== Exercise instructions ==
Could you resume the essay on writing novels and biographies, carrying it on from its last sentence?

== Document extract ==
_ _ _ _

But to write a biography is
a far more difficult task than to write a novel, involving as
it does the most careful research. The result may read like a
novel but on the other hand every word must be scrupulously true.
The late Edmund Gosse once declared that only novelists should
write biographies, and it is certain that they bring an imaginative
insight to their task which as fiction-writers they are bound
to possess.
I suppose all writers have
listened to that exasperating question: Do you think it all out
beforehand or do you make it up as you go along? I can answer
both these questions at least partly in the affirmative. No author
could sit down to write a novel without some definite plan or
purpose. There must always be that initial flash of inspiration
that determines the matter of the book, Some authors have called
it the "germ," others the "gleam." Whence
it comes it is often difficult to say. One hears perhaps of a
situation or reads of one in a book of memoirs which might have
developed very differently and thus becomes the nucleus of a
story. A passing face in the street may equally suggest it, or
it may flash into the author's mind so suddenly and unexpectedly
that he himself cannot tell you whence it comes. But once that
germ is established and has matured in the author's brain "the
pen takes charge," to quote once more from Kipling. This
at least is how it has been with me, though I have known authors
who prepared the most careful and detailed syllabus of each chapter
before beginning the actual task of writing. I am sure it is
an excellent plan but my wayward and often wilful pcn would never
submit to be thus "cribb'd, cabin'd and confin'd."

_ _ _ _

== Extracted records ==
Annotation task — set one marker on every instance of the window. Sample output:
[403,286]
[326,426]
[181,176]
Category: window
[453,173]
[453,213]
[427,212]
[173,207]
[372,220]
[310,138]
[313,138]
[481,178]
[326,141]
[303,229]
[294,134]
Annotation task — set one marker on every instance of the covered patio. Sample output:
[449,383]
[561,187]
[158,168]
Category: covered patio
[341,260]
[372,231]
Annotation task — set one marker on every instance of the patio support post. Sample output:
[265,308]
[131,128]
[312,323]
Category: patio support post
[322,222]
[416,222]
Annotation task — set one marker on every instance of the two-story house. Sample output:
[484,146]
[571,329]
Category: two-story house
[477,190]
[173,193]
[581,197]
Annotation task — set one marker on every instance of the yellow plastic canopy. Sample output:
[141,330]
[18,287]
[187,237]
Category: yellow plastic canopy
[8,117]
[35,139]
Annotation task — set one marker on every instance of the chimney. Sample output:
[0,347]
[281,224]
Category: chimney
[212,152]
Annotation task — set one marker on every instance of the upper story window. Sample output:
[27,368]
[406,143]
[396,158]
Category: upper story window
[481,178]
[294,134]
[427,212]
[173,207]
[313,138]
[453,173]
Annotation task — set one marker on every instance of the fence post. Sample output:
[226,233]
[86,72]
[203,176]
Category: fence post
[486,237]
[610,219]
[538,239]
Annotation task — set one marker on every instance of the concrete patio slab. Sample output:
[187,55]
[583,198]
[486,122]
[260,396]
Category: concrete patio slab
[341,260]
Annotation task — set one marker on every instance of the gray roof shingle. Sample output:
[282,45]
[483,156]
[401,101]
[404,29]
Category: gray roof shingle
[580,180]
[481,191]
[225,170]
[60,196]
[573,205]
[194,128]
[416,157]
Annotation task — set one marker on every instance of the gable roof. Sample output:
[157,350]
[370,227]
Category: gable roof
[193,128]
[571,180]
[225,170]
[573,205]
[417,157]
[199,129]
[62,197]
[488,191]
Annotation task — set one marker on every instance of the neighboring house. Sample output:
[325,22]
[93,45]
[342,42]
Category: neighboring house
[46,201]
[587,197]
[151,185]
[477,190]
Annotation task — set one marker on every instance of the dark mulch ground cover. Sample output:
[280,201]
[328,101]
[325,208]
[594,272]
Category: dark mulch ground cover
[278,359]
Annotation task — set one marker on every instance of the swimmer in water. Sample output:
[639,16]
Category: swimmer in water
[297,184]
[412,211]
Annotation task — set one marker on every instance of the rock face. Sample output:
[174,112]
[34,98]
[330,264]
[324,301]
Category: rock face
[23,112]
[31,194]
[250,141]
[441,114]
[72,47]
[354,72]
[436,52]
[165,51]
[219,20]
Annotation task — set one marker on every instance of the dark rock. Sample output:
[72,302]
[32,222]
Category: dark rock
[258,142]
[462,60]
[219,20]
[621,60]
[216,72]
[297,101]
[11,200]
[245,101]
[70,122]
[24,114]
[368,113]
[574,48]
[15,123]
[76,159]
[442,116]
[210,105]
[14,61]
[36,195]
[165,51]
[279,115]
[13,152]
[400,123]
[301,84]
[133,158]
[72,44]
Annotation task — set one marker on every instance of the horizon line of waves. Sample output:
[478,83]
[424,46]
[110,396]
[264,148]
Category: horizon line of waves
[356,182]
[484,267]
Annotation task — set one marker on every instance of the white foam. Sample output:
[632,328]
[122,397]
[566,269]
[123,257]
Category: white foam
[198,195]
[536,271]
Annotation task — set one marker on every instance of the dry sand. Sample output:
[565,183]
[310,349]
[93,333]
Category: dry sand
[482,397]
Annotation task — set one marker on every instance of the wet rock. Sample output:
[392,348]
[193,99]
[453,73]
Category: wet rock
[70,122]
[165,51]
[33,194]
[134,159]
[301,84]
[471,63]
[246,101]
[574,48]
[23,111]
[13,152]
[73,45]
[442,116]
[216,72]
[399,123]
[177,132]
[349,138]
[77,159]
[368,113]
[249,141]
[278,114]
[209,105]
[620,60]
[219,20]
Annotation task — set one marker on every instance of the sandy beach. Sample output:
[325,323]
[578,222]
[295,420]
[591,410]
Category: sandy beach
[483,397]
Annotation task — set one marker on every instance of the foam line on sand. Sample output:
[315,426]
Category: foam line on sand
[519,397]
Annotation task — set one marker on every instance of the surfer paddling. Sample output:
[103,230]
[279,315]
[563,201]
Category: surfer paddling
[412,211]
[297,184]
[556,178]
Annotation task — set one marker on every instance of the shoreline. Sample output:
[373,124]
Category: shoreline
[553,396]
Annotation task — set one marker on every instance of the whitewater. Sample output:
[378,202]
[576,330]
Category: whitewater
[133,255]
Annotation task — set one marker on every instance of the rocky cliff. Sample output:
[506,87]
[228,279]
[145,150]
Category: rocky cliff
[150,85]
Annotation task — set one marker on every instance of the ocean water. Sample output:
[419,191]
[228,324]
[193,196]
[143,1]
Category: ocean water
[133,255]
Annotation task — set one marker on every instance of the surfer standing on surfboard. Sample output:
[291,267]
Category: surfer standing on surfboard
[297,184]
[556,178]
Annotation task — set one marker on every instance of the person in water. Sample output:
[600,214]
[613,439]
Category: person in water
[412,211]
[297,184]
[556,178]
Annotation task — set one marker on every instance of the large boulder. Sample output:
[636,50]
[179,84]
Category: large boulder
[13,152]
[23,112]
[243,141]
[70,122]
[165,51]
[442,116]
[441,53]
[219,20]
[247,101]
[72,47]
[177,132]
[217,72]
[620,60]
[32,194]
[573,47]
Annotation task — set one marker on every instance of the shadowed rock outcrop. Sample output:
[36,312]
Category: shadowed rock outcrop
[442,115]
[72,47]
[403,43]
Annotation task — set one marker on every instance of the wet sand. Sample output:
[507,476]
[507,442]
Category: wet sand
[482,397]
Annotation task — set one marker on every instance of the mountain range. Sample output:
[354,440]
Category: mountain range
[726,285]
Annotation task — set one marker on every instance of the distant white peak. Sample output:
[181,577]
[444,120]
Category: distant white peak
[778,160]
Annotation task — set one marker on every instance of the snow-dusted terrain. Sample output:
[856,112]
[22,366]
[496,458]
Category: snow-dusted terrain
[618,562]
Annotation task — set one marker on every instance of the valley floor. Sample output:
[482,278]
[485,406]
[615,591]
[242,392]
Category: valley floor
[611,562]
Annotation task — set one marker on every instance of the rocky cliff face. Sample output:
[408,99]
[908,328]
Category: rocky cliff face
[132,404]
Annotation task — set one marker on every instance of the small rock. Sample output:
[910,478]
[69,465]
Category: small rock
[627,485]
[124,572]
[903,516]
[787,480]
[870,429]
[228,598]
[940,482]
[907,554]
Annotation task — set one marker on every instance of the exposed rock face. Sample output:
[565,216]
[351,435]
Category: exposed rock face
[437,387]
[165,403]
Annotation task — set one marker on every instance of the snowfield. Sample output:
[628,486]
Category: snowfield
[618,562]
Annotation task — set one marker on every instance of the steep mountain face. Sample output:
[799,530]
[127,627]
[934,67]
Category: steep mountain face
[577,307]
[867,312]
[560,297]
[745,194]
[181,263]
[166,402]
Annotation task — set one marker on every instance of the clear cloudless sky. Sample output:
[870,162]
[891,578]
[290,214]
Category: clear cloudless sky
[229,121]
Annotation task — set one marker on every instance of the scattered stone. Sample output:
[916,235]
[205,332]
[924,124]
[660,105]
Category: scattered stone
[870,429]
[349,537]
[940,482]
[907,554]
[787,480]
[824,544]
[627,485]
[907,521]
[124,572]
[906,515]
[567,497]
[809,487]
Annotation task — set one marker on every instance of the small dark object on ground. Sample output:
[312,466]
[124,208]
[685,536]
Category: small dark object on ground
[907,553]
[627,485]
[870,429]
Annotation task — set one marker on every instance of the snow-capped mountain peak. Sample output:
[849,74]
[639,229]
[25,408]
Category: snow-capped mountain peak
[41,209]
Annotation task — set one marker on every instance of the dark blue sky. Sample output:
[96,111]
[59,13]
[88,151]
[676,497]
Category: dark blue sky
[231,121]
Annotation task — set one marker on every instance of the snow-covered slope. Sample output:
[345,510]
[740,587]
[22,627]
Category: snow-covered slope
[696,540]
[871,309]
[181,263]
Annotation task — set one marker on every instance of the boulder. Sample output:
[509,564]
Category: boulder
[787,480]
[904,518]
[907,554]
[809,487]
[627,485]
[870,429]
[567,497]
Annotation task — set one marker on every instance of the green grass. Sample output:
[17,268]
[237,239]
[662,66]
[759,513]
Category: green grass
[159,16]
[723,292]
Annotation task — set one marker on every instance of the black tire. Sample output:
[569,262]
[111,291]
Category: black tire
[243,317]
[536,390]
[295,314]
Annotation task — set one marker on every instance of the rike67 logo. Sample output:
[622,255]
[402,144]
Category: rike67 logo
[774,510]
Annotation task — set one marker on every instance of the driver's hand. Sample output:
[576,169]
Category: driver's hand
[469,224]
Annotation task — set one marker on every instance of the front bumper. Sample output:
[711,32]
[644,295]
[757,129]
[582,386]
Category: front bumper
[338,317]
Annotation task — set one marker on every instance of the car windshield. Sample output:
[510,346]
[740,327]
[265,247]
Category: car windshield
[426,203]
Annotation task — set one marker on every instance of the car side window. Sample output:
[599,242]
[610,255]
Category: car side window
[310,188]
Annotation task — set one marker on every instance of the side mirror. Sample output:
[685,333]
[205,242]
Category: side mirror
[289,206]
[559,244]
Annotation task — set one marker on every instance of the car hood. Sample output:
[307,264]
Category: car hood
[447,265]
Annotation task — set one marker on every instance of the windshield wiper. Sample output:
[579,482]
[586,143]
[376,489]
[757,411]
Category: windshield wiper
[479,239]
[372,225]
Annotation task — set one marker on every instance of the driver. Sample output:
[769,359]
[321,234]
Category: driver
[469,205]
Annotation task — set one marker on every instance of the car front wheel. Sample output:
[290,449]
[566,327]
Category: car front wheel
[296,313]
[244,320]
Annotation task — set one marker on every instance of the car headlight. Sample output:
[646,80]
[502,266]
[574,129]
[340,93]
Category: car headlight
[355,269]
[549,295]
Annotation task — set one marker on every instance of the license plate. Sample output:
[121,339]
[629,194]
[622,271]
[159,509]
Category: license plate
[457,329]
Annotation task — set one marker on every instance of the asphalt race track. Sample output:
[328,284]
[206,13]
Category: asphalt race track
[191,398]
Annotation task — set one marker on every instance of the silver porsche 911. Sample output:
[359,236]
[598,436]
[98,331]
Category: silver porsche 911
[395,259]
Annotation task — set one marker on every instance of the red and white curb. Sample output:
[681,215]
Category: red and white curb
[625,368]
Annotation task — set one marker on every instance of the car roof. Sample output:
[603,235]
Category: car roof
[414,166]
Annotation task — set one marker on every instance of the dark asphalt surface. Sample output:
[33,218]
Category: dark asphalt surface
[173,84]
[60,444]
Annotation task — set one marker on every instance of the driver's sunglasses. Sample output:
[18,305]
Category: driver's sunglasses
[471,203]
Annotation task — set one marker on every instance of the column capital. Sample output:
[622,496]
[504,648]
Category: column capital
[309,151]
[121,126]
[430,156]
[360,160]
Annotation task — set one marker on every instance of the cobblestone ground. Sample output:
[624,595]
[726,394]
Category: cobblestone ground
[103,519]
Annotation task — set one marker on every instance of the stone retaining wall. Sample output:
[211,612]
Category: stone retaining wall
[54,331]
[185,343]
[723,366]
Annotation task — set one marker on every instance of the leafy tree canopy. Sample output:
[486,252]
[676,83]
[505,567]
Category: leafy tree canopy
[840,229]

_ _ _ _

== Response to the task ==
It must be free to wander where it will down unexpected byways
and into fresh regions lured by beauty or sadness, comedy or
tragedy. My note-books contain the barest sketch of any story
and a few details of the leading characters.
My many years residence in
Rome provided me with the scenery for numerous novels. The best
known of these are I think Carina, It Happened in Rome, Strangers
of Rome, and Roman Year. Venice gave me the background
for The Light on the Lagoon and Amalfi for the Altar
of Sacrifice. Some of the scenes of a more recent novel The
Custody of the Children are also laid in Rome, though the
earlier chapters open in Ceylon. And now that I am living in
Jamaica, having lost through stress of war my home of so many
years, I hope that my novel Welcome, recently published,
gives an adequate picture of this beautiful island.
EDITORS
NOTE: Miss Clarke died in 1951.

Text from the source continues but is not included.